Required task:
Quote all of the entries word for word.
** start Exercise material **
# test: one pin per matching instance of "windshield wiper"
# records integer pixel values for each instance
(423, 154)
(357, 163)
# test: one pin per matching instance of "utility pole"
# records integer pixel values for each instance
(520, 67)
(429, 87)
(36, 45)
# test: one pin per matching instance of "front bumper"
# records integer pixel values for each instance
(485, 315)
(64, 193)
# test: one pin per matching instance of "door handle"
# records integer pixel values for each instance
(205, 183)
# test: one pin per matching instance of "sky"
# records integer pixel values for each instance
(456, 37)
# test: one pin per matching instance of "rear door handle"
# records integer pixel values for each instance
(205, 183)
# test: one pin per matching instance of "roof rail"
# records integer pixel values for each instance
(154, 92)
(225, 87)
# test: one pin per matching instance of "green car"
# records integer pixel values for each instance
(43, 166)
** end Exercise material **
Exercise result:
# test: one pin per matching instance of "windshield wiper"
# records integer pixel values for each instance
(423, 154)
(357, 163)
# test: one pin per matching instance of "utility pole"
# records integer pixel values for each instance
(520, 67)
(429, 87)
(36, 45)
# test: one pin per matching instance of "front bumper"
# records integer pixel values for each instance
(485, 315)
(64, 193)
# test: one pin per matching instance of "door handle"
# records integer pixel values for each instance
(205, 183)
# test: one pin per matching instance of "sky"
# records integer pixel values for each instance
(456, 37)
# test: one pin per matching instance of "rear door handle"
# records integer pixel values for each instance
(205, 183)
# test: one pin per matching instance of "roof rail"
# records integer pixel values for each instance
(154, 92)
(225, 87)
# test: one pin per matching instance of "green car"
# records integer pixel values for each instance
(43, 166)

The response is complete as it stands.